Exactly How do You Pair Food and Wine?

The French enjoy a glass of wine with many of their meals, a small luxury on a daily basis. This wine will be local, even, a homegrown and made wine. Complex wines are kept for special meals and occasions. 

The Basic Rules on Pairing

Rule 1: Red wine goes with meat, and white wine goes with seafood and poultry.

Rule 2: Forget that rule and drink what you enjoy,

The hard and fast rules for enjoying wine with food are now archaic and irrelevant and the point is to take pleasure in sipping the wine and enhancing your dining experience.

Four Factors on Pairing Food and Wine to Ponder

If, like most people, you have a small number of wines that are your favorites and don’t do much experimenting beyond those few bottles, try pairing different varieties of wine with the meals you cook to understand the basics of wine tasting. The acidity, body, aromas, and flavors of wine are all factors to consider when searching for one to match a specific dish. These attributes mean different thing to different palates.

Acid: Sour and sharp notes of the wine will determine the acidity level. This is much like biting into a super sour apple feels on the palate as it hits your tongue with a sharp sensation.

Requirements:
1. In the wine-pairing excerpt, why does the second rule say to forget the first rule and drink what you enjoy? Respond in one to three sentences.
2. Write out the part of the wine-pairing excerpt starting with "Rule 2: Forget" and going on through "your dining experience.".
The data that follow come from a separate source unrelated to the text above.

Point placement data

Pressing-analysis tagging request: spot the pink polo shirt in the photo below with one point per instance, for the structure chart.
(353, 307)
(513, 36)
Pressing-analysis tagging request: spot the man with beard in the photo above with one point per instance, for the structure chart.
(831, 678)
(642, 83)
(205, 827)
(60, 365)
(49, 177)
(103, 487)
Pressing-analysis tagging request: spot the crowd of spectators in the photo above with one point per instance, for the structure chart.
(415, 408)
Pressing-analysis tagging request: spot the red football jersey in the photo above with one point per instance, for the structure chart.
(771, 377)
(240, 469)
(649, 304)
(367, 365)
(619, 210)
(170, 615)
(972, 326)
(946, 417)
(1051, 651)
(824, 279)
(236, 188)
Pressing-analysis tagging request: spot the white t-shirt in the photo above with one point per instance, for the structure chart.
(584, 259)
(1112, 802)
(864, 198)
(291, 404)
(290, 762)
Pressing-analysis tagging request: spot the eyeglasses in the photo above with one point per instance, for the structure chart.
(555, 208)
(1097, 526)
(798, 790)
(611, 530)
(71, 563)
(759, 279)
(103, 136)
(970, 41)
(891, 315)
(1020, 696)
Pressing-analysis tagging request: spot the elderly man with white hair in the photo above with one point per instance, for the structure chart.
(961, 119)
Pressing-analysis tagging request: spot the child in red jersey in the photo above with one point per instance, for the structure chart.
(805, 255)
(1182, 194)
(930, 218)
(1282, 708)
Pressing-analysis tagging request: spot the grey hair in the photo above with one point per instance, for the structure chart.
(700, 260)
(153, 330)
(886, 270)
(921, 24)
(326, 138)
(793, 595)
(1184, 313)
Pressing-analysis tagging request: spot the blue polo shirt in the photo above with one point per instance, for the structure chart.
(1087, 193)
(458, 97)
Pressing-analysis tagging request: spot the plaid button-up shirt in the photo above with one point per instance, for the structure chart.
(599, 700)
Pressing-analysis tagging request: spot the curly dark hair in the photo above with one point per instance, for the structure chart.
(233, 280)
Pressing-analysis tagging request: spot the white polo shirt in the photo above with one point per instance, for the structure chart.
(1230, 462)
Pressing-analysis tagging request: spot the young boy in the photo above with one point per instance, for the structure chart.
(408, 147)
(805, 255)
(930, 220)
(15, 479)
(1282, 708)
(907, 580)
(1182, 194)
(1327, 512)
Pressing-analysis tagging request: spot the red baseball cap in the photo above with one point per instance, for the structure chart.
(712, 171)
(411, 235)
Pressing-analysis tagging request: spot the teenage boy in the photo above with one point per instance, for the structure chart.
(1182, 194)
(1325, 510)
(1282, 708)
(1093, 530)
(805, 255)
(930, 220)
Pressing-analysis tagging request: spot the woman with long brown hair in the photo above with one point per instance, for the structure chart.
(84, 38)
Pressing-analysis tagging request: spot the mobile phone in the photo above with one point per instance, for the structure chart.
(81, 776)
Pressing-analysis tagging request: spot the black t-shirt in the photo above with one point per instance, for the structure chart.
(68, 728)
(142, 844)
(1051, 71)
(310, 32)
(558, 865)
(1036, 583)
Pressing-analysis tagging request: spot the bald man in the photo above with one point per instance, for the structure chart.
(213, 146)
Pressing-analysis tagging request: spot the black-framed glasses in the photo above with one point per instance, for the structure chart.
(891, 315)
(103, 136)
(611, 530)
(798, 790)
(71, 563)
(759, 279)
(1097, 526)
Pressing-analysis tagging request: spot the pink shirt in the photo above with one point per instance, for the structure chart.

Exercise solutions:
1. The excerpt says that the hard and fast rules for enjoying wine with food are now archaic and irrelevant. What matters is taking pleasure in sipping the wine and enhancing the dining experience.

2.
Rule 2: Forget that rule and drink what you enjoy,

The hard and fast rules for enjoying wine with food are now archaic and irrelevant and the point is to take pleasure in sipping the wine and enhancing your dining experience.